Data for this exercise start

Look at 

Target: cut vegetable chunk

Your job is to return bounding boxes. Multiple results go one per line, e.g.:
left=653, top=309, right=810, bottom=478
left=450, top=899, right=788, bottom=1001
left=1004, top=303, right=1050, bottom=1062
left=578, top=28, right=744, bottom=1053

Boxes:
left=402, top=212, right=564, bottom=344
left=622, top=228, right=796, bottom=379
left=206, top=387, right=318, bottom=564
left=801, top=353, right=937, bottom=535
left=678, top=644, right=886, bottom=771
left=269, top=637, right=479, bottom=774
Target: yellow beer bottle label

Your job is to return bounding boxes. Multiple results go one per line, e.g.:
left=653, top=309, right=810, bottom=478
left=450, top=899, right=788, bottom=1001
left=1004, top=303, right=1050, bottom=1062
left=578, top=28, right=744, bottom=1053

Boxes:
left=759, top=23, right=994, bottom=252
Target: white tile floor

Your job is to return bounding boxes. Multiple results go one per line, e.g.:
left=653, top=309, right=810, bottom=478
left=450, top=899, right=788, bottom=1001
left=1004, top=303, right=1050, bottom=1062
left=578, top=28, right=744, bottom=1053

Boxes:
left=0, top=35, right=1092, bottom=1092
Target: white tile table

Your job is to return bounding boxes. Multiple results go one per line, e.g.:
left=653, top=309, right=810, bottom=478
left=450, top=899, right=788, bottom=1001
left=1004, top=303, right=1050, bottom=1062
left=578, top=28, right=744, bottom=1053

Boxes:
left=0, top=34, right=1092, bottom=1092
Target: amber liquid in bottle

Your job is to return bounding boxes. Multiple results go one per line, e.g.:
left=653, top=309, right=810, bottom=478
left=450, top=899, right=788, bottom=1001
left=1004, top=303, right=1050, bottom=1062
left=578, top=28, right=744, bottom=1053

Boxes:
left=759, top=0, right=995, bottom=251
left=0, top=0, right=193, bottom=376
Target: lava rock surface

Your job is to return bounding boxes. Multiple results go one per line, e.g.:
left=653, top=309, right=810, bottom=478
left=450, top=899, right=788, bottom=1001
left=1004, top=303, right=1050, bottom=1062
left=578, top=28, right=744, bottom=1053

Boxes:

Data for this exercise end

**What to do:** Count the lines above that contain the string "tile" and report only that number.

**Task response:** 2